[Recorded data]
-*-*-

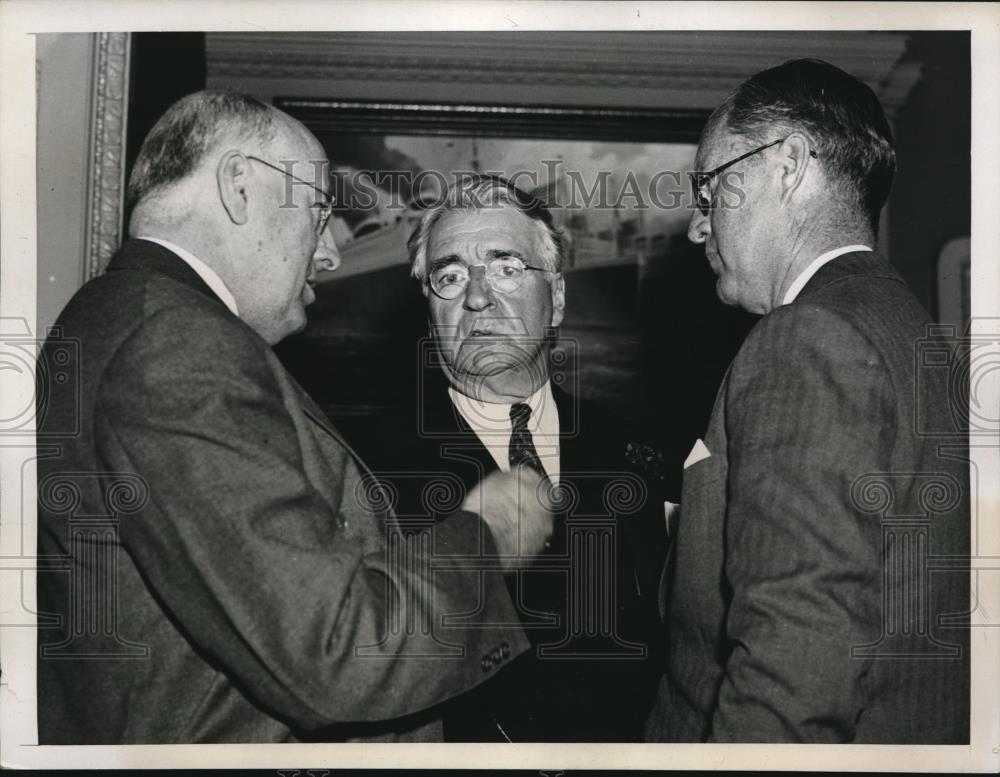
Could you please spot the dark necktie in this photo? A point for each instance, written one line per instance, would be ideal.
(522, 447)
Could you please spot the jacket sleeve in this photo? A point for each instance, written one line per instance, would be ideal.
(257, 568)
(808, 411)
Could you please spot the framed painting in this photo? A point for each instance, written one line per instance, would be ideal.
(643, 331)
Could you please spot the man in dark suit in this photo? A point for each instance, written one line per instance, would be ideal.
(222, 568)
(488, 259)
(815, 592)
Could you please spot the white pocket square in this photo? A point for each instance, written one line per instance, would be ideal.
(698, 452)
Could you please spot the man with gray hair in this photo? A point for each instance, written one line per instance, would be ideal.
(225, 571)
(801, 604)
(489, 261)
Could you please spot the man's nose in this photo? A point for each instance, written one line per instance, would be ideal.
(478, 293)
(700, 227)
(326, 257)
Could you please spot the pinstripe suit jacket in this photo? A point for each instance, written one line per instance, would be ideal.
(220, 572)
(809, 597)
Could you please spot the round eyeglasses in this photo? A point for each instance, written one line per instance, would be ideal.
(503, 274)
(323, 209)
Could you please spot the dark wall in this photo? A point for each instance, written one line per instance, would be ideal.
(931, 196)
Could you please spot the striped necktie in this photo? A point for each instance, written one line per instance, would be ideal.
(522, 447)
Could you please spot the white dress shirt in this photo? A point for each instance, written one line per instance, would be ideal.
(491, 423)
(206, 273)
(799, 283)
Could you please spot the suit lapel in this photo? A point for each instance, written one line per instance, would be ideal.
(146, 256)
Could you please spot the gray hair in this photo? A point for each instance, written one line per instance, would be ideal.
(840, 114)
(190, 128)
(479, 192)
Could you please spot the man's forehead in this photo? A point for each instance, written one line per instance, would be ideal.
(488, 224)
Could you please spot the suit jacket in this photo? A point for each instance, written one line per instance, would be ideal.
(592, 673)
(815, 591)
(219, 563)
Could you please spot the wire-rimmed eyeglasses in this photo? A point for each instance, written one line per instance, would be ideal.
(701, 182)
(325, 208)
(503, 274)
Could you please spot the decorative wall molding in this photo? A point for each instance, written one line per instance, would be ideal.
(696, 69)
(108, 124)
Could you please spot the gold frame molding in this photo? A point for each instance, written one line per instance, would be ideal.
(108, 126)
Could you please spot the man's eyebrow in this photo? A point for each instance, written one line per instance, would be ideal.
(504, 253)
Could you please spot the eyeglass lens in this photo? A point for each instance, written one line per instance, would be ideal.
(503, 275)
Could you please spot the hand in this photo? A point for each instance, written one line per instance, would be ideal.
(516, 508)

-*-*-

The task>
Starting with the line that contains "Could you please spot the gray", write out each line through the end of the listing, exactly as it appears, and include nothing else.

Task result>
Could you please spot the gray hair in this photo? A point for each instance, written one line per instance, would be ideal.
(840, 114)
(190, 128)
(479, 192)
Could you please spot the man's forehead in this photo? A point for each instance, written one line per instance, would be ideal.
(488, 224)
Could you please spot the suit jacket in this photo? A point for each instance, written one line per instance, would be ideal.
(592, 673)
(815, 591)
(219, 563)
Could you please spot the wire-rimmed eyeglasses in this photo? A point for each instance, written one line per instance, would be ideal.
(701, 182)
(325, 208)
(503, 274)
Could you please spot the decorative wall molding in this photo? A point for each instance, written one line per instance, would be ideal.
(696, 69)
(108, 124)
Could you please spot the gold frame molding in this photo? A point for each instance, written one line per instance, would be ideal.
(108, 126)
Could you please spot the man's eyebrow in this photo? A point for each instance, written one line per instance, would be ideal.
(504, 253)
Could you please spot the eyeglass lens in this photo? A point for each instance, written one line per instance, would be ideal.
(503, 275)
Could you please spot the hand in this photo? A point for each instance, written one line per instance, would be ideal.
(516, 508)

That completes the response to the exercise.